| Written problem |
Continue the article below about whether Jesus can be a believable living character in today's world, starting after its last sentence.

| Document section |
______________________________

CAN JESUS BE A BELIEVABLE LIVING CHARACTER IN TODAY’S WORLD?

By Rod Mitchell in All Sorts

Discussing who Jesus is, and how we, as 21st-century people, can have a relationship with this person, and how we might experience the movement of the spirit in a 21st-century context.

CAN JESUS BE A BELIEVABLE LIVING CHARACTER IN TODAY'S WORLD?
I am writing this article before the event I wish to write about - always a risky venture. Maybe what I end up saying in this article will bear no resemblance to what has taken place on Saturday the Feb 11th! But, let me try and describe the event and its intentions before it has taken place.
On Saturday approximately 14 people, will meet to explore two significant issues in the life of the church. The first issue is associated with who Jesus is, and how we, as 21st-century people, can have a relationship with this person. I'm calling this first exploration 'oasis one'; here we plan to explore the life of Jesus as a teacher. It is hoped that in the future 'oasis two' we will explore Jesus as a prophet; 'oasis three' will explore Jesus as a healer; the final 'oasis four' will examine Jesus as a spirit person.

______________________________

| Given material |
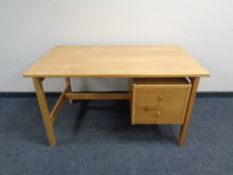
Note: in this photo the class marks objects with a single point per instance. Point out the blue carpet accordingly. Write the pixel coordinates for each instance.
(95, 137)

______________________________

| Final result |
The second significant issue for the life of the church, is about how we might experience the movement of the spirit in a 21st-century context. And it may be there is a relationship between these two specific questions, about Jesus and the Spirit. Clearly, Father Roger Haight, a wonderful Jesuit theologian, argues that the modern church needs to recover both a quality relationship with Jesus and have the skills and openness to experience the evolutionary movement of the spirit in our modern Western society. In this new dynamic evolutionary world that is being presented to us, many have wondered what impact this might have on our spiritual experiences and understandings. Let me express a sharp contrast. In the not too distant past, the created world was regarded as a given: God created and it was good. This led to spirituality being about how we as humans lived within the given fact.

Now however since we have discovered that the created world is continuing to unfold, we as human beings have to ask some new questions. For example, how do we participate in this unfolding process and do we have a significant role to play? And how do we connect to this 'spirit in action' which we come to know through evolution?
I need to declare that this particular workshop has a significant experimental component to it. Not only is it exploring a relationship with Jesus and the spirit, but it is seeking to do this in light of the fact that both Jesus and the spirit are considered to be two sources, which are foundational to the beginning of the church. So if Jesus and the spirit set the church in motion, then maybe reconnecting with these two source foundations of the church could be a fruitful place to begin seeking a solution to the present and future dynamics of a vibrant Christian community.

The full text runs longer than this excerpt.